DATA SECTION: Begin

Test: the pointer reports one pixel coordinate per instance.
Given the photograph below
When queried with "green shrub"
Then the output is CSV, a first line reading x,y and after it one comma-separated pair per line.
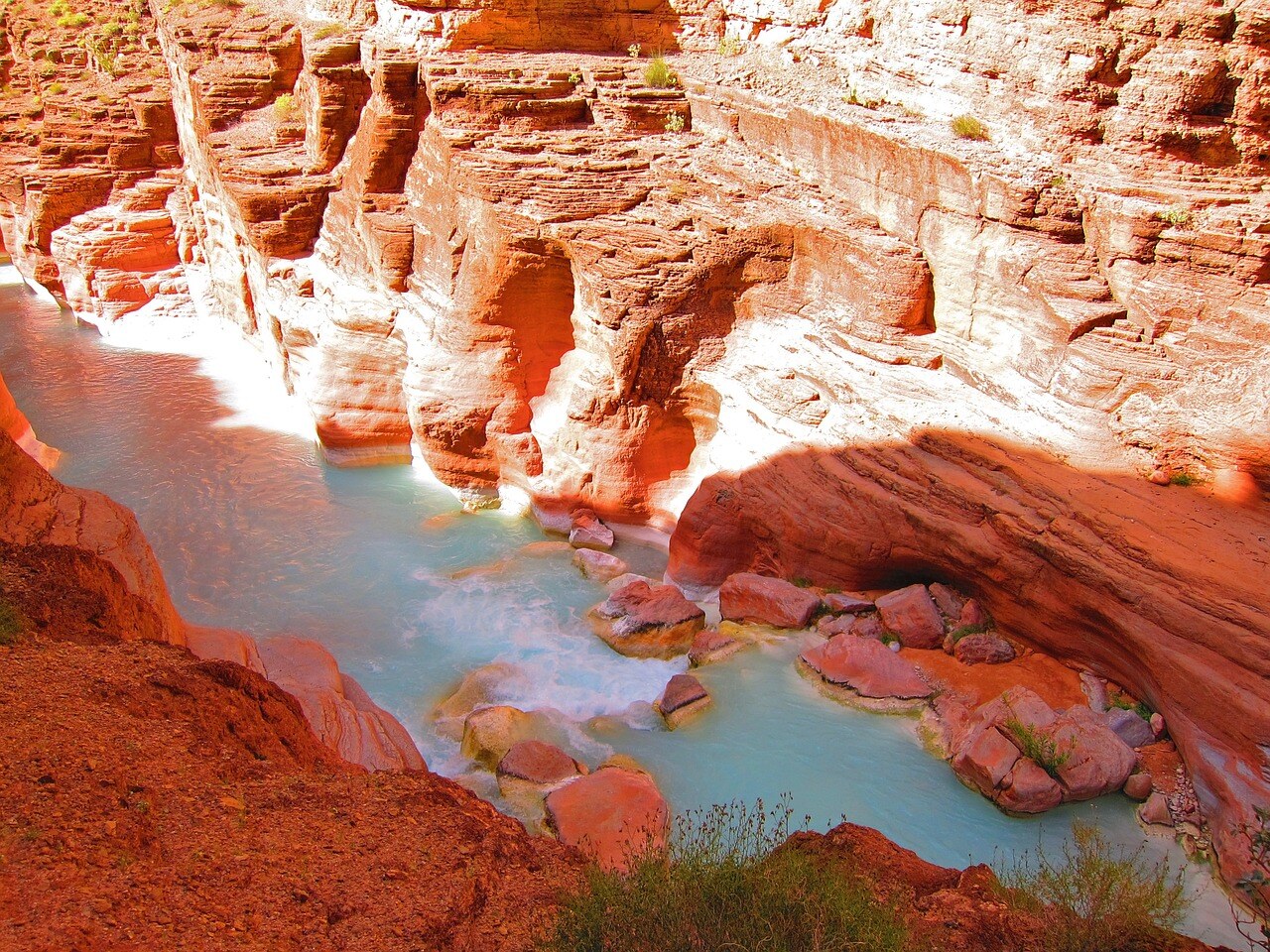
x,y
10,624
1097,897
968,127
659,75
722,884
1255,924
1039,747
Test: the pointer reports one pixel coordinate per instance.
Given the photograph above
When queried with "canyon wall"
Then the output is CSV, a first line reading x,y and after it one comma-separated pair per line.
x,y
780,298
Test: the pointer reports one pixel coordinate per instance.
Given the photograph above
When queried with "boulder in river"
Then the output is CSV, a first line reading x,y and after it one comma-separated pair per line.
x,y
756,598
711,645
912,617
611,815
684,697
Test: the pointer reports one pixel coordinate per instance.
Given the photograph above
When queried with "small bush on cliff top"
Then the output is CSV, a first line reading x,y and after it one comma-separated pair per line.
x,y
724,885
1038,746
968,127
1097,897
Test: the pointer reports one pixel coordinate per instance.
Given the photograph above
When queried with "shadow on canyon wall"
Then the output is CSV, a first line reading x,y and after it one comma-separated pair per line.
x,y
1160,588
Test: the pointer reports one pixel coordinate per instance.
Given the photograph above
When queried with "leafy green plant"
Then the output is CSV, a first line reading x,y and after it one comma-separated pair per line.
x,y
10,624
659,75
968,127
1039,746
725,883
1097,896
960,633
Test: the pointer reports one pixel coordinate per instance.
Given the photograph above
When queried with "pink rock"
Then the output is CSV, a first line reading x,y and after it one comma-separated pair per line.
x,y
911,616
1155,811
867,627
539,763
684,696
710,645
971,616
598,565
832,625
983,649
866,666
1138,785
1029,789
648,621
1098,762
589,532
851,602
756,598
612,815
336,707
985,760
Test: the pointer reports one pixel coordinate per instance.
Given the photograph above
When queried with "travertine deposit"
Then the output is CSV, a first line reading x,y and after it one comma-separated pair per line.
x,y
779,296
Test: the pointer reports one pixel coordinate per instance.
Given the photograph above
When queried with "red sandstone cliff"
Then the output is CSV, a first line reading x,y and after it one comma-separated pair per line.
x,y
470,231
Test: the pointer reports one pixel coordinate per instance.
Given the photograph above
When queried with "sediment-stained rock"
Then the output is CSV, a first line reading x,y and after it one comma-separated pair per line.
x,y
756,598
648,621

DATA SECTION: End

## REQUIRED WORK
You are asked to output the records precisely as they appear, minus any pictures.

## ANSWER TO THE PROBLEM
Test: the pointer reports one pixel coordinate per instance.
Given the photograph below
When queried with "green shrub"
Then the output is CSV, a first line reading x,y and after it one comma-separated pair per line.
x,y
10,624
1097,897
968,127
659,75
722,884
1255,924
1039,747
Test: the pointer reports one pixel coordinate per instance.
Given the photograph above
When queried with "canyon wall"
Then the output is CSV, a first line reading x,y and after it one comma-separated pair per line.
x,y
780,298
Test: the pointer reports one pixel coordinate per instance.
Given the photograph above
When queried with "boulder in river"
Then the output is CSV, a first line reading x,y and after it one comma-separated pair per line.
x,y
756,598
711,645
912,617
611,815
684,697
Test: the pointer reports one pixel coordinate per instance.
Given the photograph above
When queried with "small bush on cliff top"
Then the output is CSV, a first line reading x,y and after it one comma-separated pair per line.
x,y
724,885
1038,746
968,127
1097,897
Test: the pointer reports one pixel coordinate per instance.
Given the photograph above
When queried with "shadow on canyon wall"
Then the output is CSV, a first line reading x,y and after it one comma-separated pair per line.
x,y
1160,588
Test: the pointer reports one pixel coordinate per instance.
Given the photograph above
When queried with "leafy green plant"
Then the output is CSV, a first line reading x,y and after it one comma-separated pair per line.
x,y
10,624
659,75
968,127
1039,746
725,883
1097,896
960,633
Test: the pointer reports one pixel coordinate per instance.
Given the photograph above
When queried with "pink rock"
Then the output is CSV, a first line reading x,y and after it one comma-separated pair per line.
x,y
911,616
1155,811
867,627
539,763
684,696
710,645
971,616
598,565
832,625
983,649
866,666
1138,785
1029,789
648,621
1098,762
589,532
851,602
756,598
612,815
336,707
985,760
Test: the pointer reports one pixel coordinate per instance.
Given the photograph above
When queried with "travertine deposit"
Then the output is CSV, a first line reading x,y and after it one comma-separated pair per line.
x,y
779,296
Test: the pointer reports one pixel coordinate per instance.
Given the photograph above
When queried with "red sandstone cliff"
Then the output is CSV, a first line reading x,y and after it one comma-separated pair per line.
x,y
470,231
Test: the pointer reports one pixel coordinate per instance.
Given the photograph above
When queried with "sediment-stained rock"
Then the output is CSV, a first line reading x,y and after it one comma-separated pair per line.
x,y
756,598
648,621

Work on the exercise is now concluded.